(Required work):
1) In the earnings call extract, what does the speaker say the company is driven by on Waitsia instead of pace?
2) Translate this sentence from the earnings call extract into Spanish: "It could have been highly economic last year, but we’re going to get to sell the gas once."
3) Decide whether each statement agrees with the earnings call extract, answering yes or no and quoting the words from the extract that settle it: (a) Waitsia could be highly economic today. (b) The FY20 gas production of Western Flank is called a poor outcome. (c) Otway is guided down almost 20%.

(Text extract):
============================================================
Okay. And then I mean so Waitsia’s still pretty much 25% of your reserve? But if you use ACCC gas price of $4ish, so is still economic?
Yes. Waitsia is highly economic, highly economic. As we’ve said, it’s highly -- it could be highly economic today. It could have been highly economic last year, but we’re going to get to sell the gas once. So what we’re doing is making sure we’re engaging with all the right customers and right parties to make sure that we can get the highest return possible for shareholders, and we haven’t been pace-driven, we’re value-driven on this one.
Okay. And then just focusing on the FY20 gas production of Western Flank. It’s a great outcome. I’m certainly not trying to hide away from that fact. I mean take the midpoint of the gas production range, you’re talking about a 0.4 million barrel BOE decline in gas production year-on-year. I mean you guided yourself Otway’s down almost 20%, which is over 1 million barrels net to Bass gas looks like it had a pretty shocking start to the year following to the bulletin board, you might be losing 0.2, 0.3 there. Again, you’re guiding, Kupe but there’s a decline this year because of the maintenance, we get a bit back from Western Flank, obviously. Am I interpreting that right that you’re assuming an absolutely [indiscernible] SACB JV, I guess?
============================================================
(Data listing):
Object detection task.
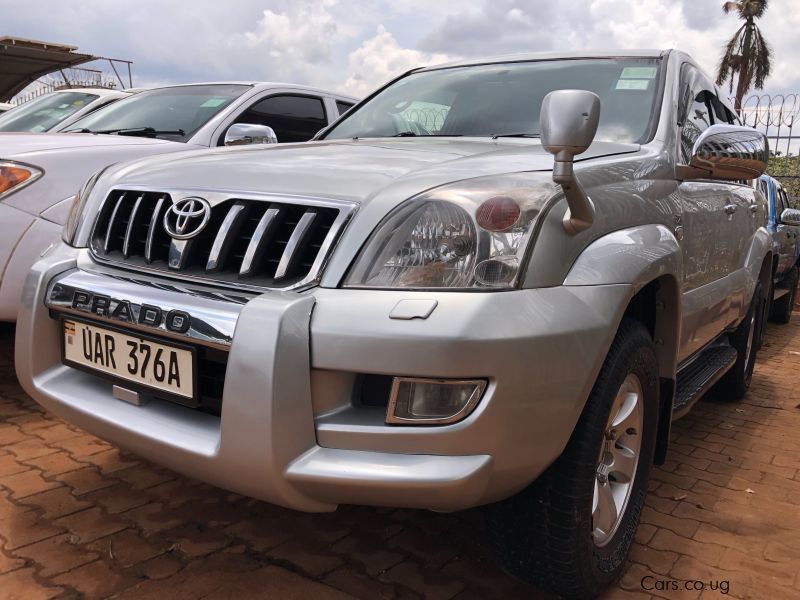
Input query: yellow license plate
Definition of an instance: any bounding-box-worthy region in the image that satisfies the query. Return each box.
[62,319,195,398]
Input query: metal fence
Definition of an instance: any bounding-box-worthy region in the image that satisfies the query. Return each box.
[11,67,117,105]
[739,94,800,156]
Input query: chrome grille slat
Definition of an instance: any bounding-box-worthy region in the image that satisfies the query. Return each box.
[167,240,194,271]
[103,193,125,252]
[90,186,356,292]
[206,204,247,273]
[275,211,317,279]
[122,194,144,258]
[239,208,280,277]
[144,195,167,264]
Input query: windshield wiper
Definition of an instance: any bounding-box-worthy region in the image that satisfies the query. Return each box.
[392,131,464,137]
[94,127,186,136]
[492,133,541,140]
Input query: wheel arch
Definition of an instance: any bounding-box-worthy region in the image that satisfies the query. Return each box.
[564,225,680,464]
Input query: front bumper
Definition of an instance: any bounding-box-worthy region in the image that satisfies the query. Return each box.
[16,245,632,511]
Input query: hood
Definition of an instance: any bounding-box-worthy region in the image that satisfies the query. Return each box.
[0,132,178,162]
[111,138,639,203]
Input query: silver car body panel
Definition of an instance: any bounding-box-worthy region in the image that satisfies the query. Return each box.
[16,51,771,511]
[16,243,632,511]
[0,82,355,321]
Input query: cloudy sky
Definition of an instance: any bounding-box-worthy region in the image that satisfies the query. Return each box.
[0,0,800,95]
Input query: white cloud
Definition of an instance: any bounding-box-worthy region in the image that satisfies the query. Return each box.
[2,0,800,99]
[340,25,452,96]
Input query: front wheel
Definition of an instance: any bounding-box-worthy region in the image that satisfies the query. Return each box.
[487,319,659,598]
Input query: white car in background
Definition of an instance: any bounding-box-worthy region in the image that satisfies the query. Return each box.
[0,83,356,321]
[0,88,130,133]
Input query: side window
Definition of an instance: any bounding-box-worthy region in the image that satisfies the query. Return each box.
[778,190,789,216]
[680,65,724,164]
[336,100,355,117]
[236,94,328,142]
[711,94,734,125]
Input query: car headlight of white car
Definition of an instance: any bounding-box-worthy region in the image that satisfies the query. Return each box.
[344,173,555,290]
[0,161,44,199]
[61,167,108,246]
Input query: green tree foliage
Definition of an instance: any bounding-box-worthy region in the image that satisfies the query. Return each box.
[717,0,772,112]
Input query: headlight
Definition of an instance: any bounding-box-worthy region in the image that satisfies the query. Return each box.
[344,173,556,289]
[61,167,108,246]
[0,161,44,198]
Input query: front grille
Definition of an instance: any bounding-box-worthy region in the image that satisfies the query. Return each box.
[91,190,352,289]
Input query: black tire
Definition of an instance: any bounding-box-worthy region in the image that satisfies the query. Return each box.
[714,283,765,402]
[487,319,659,598]
[769,265,800,325]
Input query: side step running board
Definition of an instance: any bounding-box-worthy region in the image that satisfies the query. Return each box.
[772,287,792,302]
[672,345,737,419]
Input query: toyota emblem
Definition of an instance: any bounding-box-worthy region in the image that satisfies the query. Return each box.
[164,196,211,240]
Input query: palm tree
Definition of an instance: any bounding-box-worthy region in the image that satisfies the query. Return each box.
[717,0,772,112]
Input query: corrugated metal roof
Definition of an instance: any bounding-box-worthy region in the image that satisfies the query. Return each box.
[0,36,97,102]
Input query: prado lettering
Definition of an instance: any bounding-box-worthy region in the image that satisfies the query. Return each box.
[71,290,192,333]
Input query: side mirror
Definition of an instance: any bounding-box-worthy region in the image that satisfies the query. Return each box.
[781,208,800,227]
[539,90,600,235]
[225,123,278,146]
[683,124,769,180]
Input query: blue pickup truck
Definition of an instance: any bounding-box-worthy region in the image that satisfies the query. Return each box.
[757,175,800,323]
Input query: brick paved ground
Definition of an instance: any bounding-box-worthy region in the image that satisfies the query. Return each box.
[0,314,800,600]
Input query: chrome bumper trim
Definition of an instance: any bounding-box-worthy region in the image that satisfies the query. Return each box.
[45,269,244,350]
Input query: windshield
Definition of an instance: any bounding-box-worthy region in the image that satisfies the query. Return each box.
[324,58,661,143]
[67,84,250,142]
[0,92,98,132]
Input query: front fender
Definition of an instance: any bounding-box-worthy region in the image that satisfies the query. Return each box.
[739,227,773,319]
[564,225,683,292]
[564,225,683,380]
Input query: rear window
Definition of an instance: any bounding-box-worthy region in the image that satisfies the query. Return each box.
[67,84,250,142]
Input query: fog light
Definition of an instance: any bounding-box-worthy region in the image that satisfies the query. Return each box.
[386,377,486,425]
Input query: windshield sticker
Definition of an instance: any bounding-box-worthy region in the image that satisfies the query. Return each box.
[619,67,657,81]
[617,79,650,90]
[200,98,227,108]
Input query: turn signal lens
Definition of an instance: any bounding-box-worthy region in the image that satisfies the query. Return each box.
[475,196,521,231]
[344,173,556,291]
[386,377,486,425]
[0,163,42,198]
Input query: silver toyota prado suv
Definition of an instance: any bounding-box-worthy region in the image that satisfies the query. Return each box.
[16,50,772,597]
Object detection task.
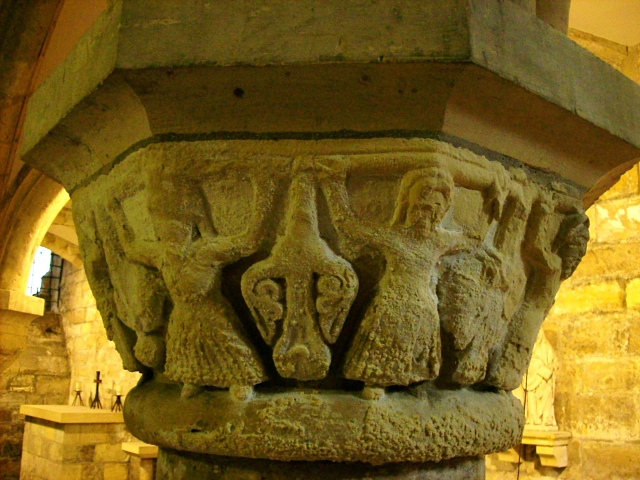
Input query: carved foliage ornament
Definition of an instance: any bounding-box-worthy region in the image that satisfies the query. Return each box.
[73,141,588,389]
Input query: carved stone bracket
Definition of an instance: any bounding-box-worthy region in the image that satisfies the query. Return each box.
[498,428,571,468]
[67,139,588,463]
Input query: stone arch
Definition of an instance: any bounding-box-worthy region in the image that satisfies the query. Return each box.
[0,170,69,315]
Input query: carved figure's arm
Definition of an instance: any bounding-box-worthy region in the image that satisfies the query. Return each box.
[187,178,276,265]
[488,197,579,390]
[316,158,386,242]
[74,199,145,372]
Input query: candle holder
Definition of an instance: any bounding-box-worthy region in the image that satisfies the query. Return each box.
[71,385,84,407]
[111,395,123,412]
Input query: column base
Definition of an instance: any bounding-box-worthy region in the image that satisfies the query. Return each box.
[156,449,485,480]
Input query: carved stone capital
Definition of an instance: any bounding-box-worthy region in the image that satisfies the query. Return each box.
[73,139,588,464]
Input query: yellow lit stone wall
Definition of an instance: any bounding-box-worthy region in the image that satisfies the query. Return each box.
[487,166,640,480]
[60,262,140,408]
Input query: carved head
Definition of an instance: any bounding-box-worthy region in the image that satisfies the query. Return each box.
[556,213,589,279]
[392,167,453,235]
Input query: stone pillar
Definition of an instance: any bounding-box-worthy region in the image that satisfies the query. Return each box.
[17,0,640,480]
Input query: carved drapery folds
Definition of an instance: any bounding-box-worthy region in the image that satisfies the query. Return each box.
[73,139,588,463]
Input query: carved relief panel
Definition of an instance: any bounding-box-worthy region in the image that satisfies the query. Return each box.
[74,141,587,388]
[72,139,588,461]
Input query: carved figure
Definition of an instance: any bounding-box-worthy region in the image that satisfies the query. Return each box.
[437,185,529,385]
[242,159,358,380]
[319,159,464,386]
[513,329,558,430]
[149,173,275,395]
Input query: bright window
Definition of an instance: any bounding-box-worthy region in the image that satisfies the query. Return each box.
[27,247,51,295]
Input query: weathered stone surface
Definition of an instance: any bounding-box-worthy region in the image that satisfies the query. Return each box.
[61,139,588,464]
[157,450,484,480]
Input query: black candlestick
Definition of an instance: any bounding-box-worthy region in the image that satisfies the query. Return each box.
[111,395,122,412]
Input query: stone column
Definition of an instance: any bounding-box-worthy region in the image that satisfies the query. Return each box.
[17,0,640,480]
[66,139,588,479]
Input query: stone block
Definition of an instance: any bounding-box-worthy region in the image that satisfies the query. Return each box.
[104,463,129,480]
[595,197,640,244]
[94,443,129,463]
[626,278,640,309]
[629,321,640,355]
[578,358,640,394]
[82,463,108,480]
[35,375,69,395]
[552,281,625,315]
[58,463,84,480]
[582,441,640,480]
[569,242,640,282]
[8,374,36,393]
[557,312,629,361]
[62,444,96,463]
[563,392,640,440]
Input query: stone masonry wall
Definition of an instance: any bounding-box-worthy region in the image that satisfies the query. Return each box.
[60,262,140,408]
[0,313,70,480]
[487,165,640,480]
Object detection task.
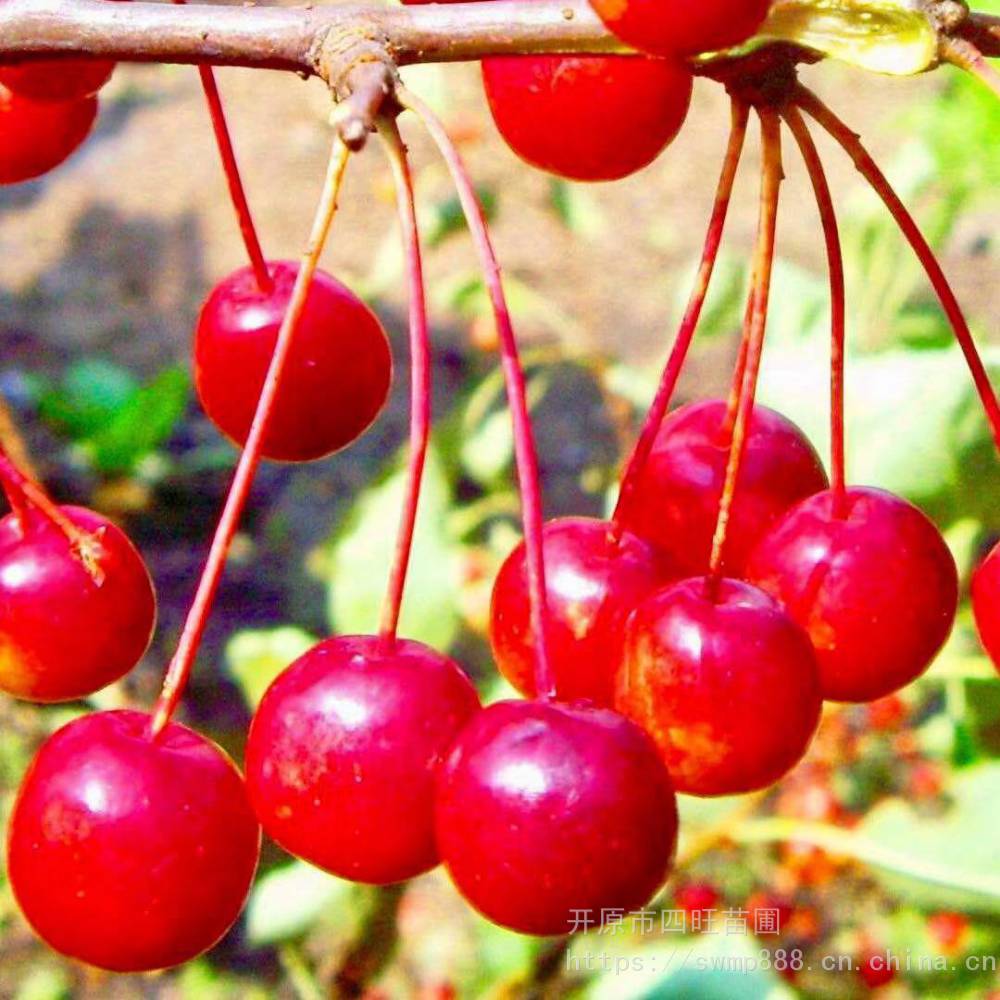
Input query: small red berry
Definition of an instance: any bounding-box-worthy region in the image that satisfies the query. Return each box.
[590,0,769,55]
[621,399,827,576]
[972,543,1000,670]
[483,56,692,181]
[674,882,722,926]
[7,711,260,972]
[747,487,958,701]
[927,911,969,955]
[0,507,156,701]
[194,261,392,462]
[867,694,908,730]
[0,59,115,101]
[615,577,821,795]
[0,87,97,184]
[437,701,677,934]
[246,636,479,883]
[490,517,668,707]
[858,952,896,990]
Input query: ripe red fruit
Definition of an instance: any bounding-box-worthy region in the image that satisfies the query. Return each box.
[590,0,770,56]
[972,544,1000,670]
[621,399,828,576]
[194,261,392,462]
[0,87,97,184]
[483,56,692,181]
[0,507,156,701]
[490,517,668,707]
[246,636,479,883]
[437,701,677,934]
[615,577,821,795]
[7,711,260,972]
[0,59,115,101]
[747,487,958,701]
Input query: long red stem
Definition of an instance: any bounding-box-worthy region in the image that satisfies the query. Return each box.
[397,89,555,698]
[611,98,749,528]
[174,0,274,295]
[150,138,350,737]
[795,87,1000,451]
[378,118,431,644]
[782,105,847,517]
[706,111,783,600]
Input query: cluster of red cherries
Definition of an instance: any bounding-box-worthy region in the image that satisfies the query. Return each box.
[0,0,1000,971]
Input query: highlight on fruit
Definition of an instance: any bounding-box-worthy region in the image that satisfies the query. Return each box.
[0,0,1000,1000]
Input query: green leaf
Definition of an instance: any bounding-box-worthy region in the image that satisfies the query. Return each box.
[14,965,73,1000]
[38,358,139,438]
[225,625,317,709]
[246,861,356,947]
[327,444,460,649]
[84,367,189,475]
[759,345,998,520]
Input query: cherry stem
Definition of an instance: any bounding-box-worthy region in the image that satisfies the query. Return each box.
[0,449,84,547]
[611,98,750,534]
[150,137,350,738]
[396,88,556,698]
[378,118,431,646]
[174,0,274,295]
[795,86,1000,451]
[781,105,847,518]
[705,109,784,601]
[940,37,1000,104]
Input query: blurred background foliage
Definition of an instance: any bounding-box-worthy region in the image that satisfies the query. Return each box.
[0,3,1000,1000]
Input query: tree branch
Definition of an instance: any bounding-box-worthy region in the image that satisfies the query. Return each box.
[0,0,627,75]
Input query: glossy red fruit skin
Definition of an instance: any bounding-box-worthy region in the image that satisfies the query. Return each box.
[972,544,1000,670]
[615,577,822,795]
[246,636,479,884]
[747,487,958,702]
[590,0,770,56]
[0,59,115,101]
[0,87,97,184]
[194,261,392,462]
[0,507,156,702]
[482,56,692,181]
[621,399,829,576]
[437,701,677,934]
[7,711,260,972]
[490,517,670,708]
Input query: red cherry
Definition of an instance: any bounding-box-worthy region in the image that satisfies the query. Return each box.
[246,635,479,883]
[858,952,896,990]
[0,87,97,184]
[0,59,115,101]
[490,517,668,707]
[590,0,769,56]
[621,399,828,576]
[972,543,1000,670]
[483,56,692,181]
[7,711,260,972]
[437,701,677,934]
[194,261,392,462]
[747,487,958,701]
[615,577,821,795]
[0,507,156,701]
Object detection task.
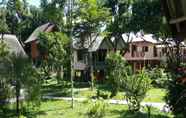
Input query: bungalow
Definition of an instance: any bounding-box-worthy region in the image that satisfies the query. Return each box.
[73,36,113,80]
[124,33,186,71]
[161,0,186,40]
[24,23,56,63]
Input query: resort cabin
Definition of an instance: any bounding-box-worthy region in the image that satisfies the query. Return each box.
[0,34,27,57]
[73,36,113,81]
[124,33,186,71]
[24,23,56,64]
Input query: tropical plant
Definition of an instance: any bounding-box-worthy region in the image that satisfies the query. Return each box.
[149,67,168,88]
[87,100,106,118]
[107,52,131,97]
[123,69,151,112]
[0,41,11,114]
[39,32,70,82]
[74,0,111,89]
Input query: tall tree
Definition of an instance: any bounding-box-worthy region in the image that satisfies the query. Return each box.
[104,0,134,52]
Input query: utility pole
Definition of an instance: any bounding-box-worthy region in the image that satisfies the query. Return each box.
[68,0,74,109]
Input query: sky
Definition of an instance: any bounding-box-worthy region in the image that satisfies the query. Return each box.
[27,0,40,6]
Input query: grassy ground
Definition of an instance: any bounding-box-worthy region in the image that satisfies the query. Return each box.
[26,101,172,118]
[43,80,166,102]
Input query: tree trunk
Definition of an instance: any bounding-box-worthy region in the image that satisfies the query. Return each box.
[16,82,21,118]
[89,52,94,91]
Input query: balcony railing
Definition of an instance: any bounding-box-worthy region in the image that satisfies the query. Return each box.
[93,61,107,70]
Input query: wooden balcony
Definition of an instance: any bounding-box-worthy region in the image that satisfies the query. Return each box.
[124,52,161,61]
[74,61,88,70]
[93,61,107,70]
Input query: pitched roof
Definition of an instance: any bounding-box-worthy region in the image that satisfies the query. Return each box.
[0,34,27,57]
[24,23,55,43]
[73,36,112,52]
[122,32,160,44]
[89,36,112,52]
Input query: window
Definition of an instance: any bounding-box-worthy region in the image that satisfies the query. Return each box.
[142,46,149,52]
[132,45,137,51]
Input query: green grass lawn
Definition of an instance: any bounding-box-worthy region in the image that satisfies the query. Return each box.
[42,80,166,102]
[24,101,172,118]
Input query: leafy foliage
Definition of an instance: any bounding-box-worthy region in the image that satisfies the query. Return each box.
[107,52,130,97]
[165,64,186,117]
[123,70,151,111]
[149,67,168,88]
[39,32,70,80]
[87,101,106,118]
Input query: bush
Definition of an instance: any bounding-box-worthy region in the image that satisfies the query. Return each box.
[0,81,11,113]
[87,101,106,118]
[166,72,186,118]
[96,89,110,99]
[149,68,168,88]
[107,52,131,97]
[123,70,151,112]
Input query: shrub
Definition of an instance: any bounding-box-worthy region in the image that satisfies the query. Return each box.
[149,68,168,88]
[166,72,186,118]
[107,52,130,97]
[123,70,151,111]
[87,101,106,118]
============================================================
(In response):
1) Value.

2) Podría haber sido sumamente rentable el año pasado, pero solo vamos a poder vender el gas una vez.

3)
(a) Yes: "it could be highly economic today"
(b) No: "It’s a great outcome."
(c) Yes: "you guided yourself Otway’s down almost 20%"